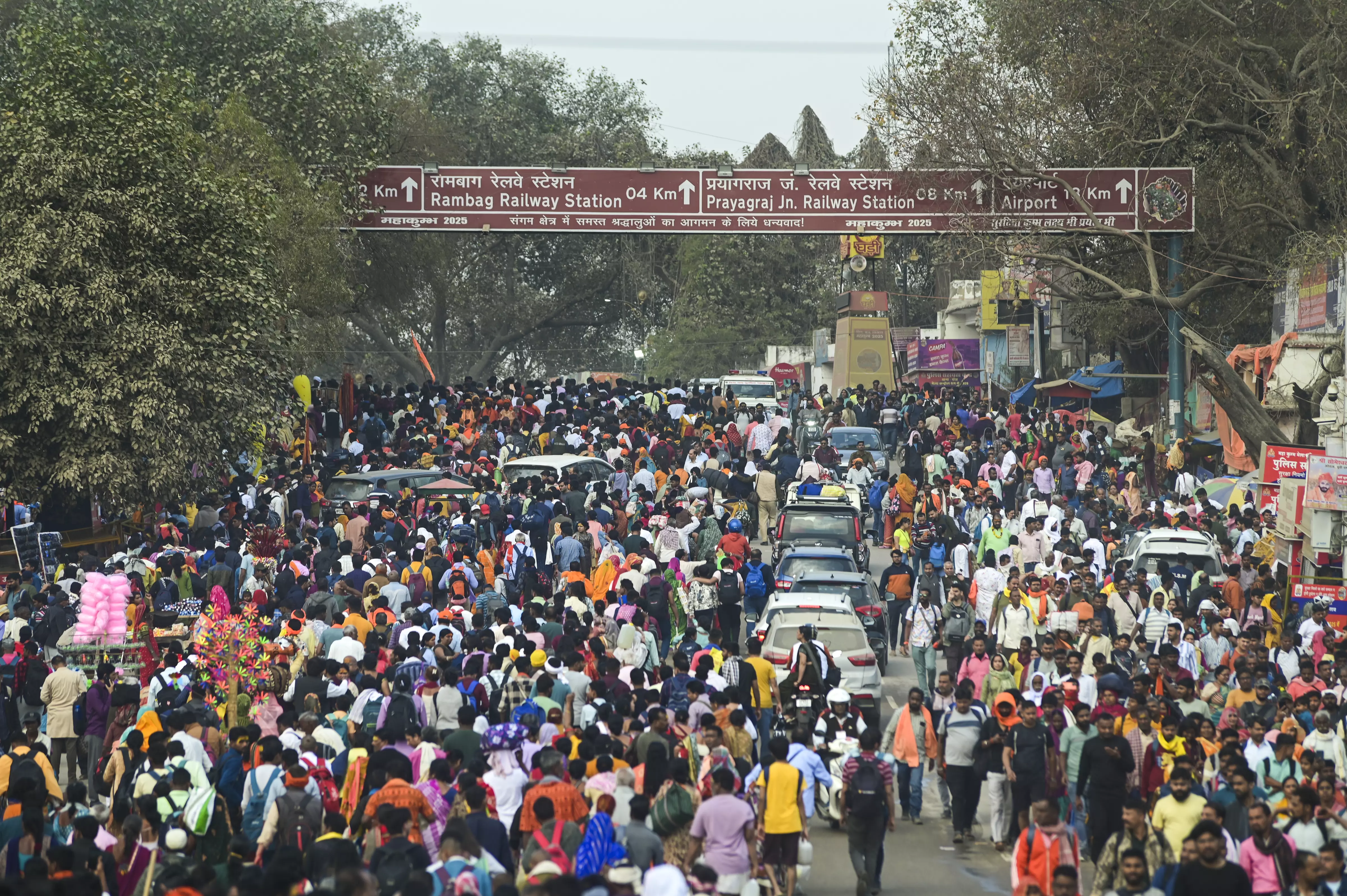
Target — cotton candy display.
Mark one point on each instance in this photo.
(103, 610)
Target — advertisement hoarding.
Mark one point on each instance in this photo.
(1282, 461)
(1303, 593)
(1019, 347)
(1326, 484)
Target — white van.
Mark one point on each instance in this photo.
(751, 389)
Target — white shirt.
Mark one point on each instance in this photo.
(1256, 754)
(961, 561)
(344, 647)
(193, 750)
(925, 624)
(1287, 661)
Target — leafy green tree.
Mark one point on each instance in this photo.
(143, 328)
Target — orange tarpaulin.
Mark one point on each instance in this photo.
(1264, 360)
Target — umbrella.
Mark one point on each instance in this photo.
(1229, 490)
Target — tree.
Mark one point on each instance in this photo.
(1244, 93)
(479, 301)
(143, 328)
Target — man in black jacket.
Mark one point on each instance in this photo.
(331, 853)
(1105, 764)
(489, 833)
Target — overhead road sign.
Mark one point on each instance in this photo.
(774, 201)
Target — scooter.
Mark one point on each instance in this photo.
(805, 707)
(828, 801)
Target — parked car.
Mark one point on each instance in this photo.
(356, 487)
(780, 601)
(560, 465)
(803, 561)
(821, 522)
(865, 599)
(846, 643)
(845, 438)
(1195, 550)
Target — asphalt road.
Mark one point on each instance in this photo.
(919, 859)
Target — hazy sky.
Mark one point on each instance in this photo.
(723, 73)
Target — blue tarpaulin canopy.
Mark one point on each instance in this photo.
(1023, 391)
(1110, 387)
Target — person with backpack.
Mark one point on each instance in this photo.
(867, 806)
(399, 856)
(759, 584)
(399, 793)
(729, 589)
(960, 731)
(25, 763)
(1044, 848)
(553, 841)
(262, 786)
(295, 817)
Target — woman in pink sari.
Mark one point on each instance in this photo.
(434, 789)
(141, 624)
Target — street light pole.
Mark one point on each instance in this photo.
(1176, 350)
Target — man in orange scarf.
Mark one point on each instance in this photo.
(915, 746)
(995, 736)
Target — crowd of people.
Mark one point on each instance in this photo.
(542, 688)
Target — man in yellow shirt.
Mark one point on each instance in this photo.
(1176, 814)
(782, 820)
(764, 699)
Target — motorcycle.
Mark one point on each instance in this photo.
(828, 802)
(805, 707)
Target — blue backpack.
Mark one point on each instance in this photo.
(529, 708)
(753, 583)
(468, 696)
(678, 694)
(255, 813)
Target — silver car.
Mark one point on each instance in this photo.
(848, 646)
(845, 440)
(1194, 550)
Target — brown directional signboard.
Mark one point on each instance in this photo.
(766, 201)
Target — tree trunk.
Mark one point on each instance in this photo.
(1244, 409)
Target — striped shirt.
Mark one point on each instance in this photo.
(852, 764)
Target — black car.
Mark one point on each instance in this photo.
(821, 522)
(865, 599)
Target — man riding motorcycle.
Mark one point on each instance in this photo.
(839, 720)
(809, 670)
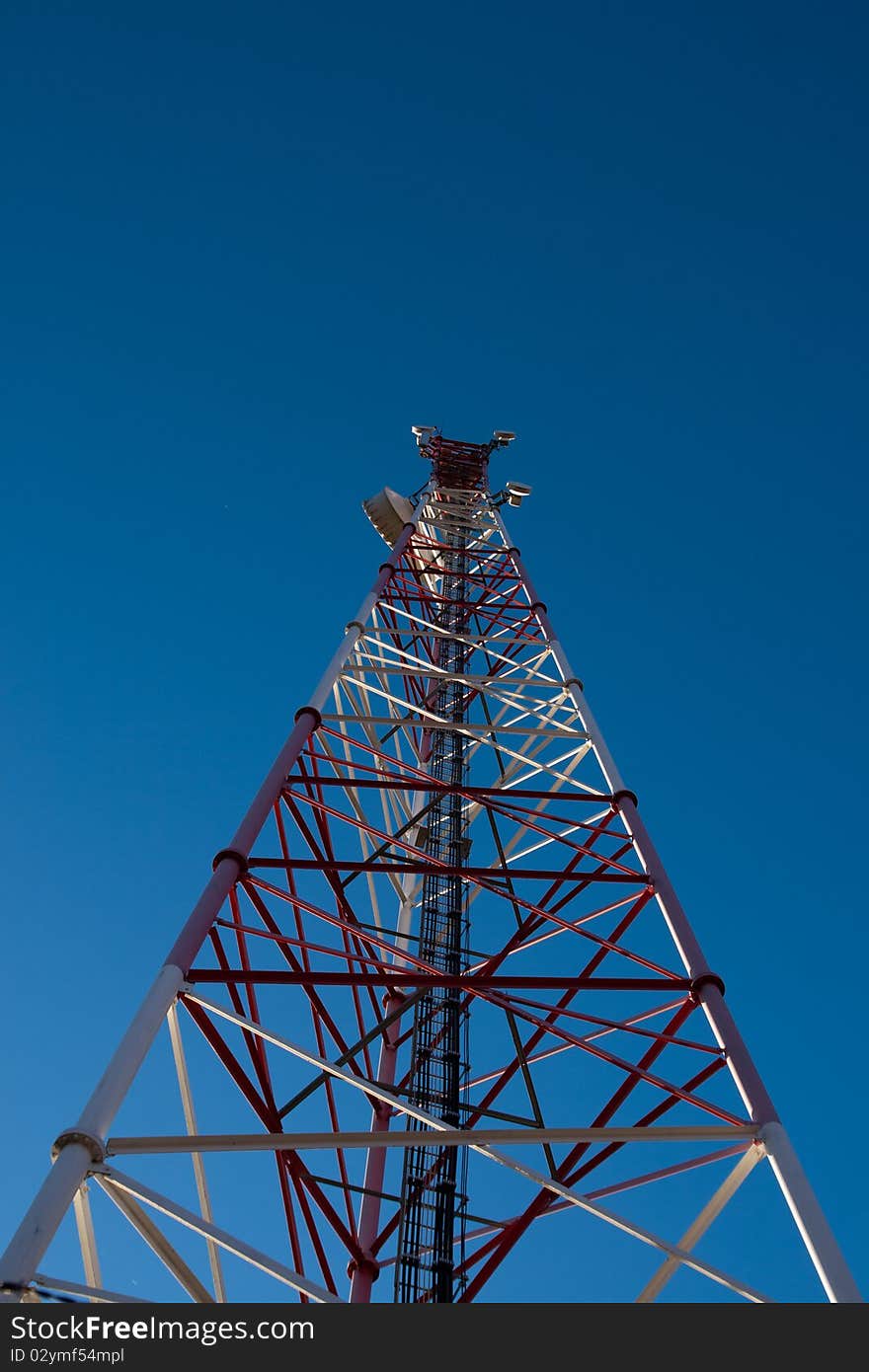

^^^^^^^^^^^^^^^^

Write out the stretch from the line containing "Target — street light pole." through the end of the records, keeping every line, and multiply each coordinate in the answers by 2.1, rounding to whole numbers with halves rounded up. Leave the pictures out.

Target — street light pole.
Mark one point on each instance in this photo.
(2470, 735)
Target — man in orange scarf.
Mark one point on each instance in this photo.
(1922, 1567)
(2090, 1546)
Target — crowd of people.
Mark one point on each instance in this photo.
(1138, 1445)
Target — man in yellow shirt.
Mark one point on each instance in this photo.
(2470, 1709)
(1642, 1722)
(1604, 1468)
Target — motorcycle.
Mark one point on each instance in this photo.
(1739, 1684)
(1691, 1485)
Target — blue backpack.
Mark one point on each instance in this photo.
(1111, 1487)
(1581, 1224)
(983, 1462)
(1424, 1457)
(536, 1707)
Target — silver car.
Mark one point on each instance in this photo.
(1781, 1357)
(1775, 924)
(2507, 1155)
Target — brown directional signboard.
Mark one point on each instance in this photo.
(1609, 422)
Target — tree trunk.
Mark one point on each instance in this photo.
(2612, 859)
Target — striped shirt.
Mark one point on each instance in this photo.
(1789, 1604)
Target — black car.
Mark one point on each instance in this photo.
(1724, 1096)
(1817, 1258)
Target — man riding motorcycle.
Mark one point on each instance in this photo.
(1762, 1512)
(1699, 1407)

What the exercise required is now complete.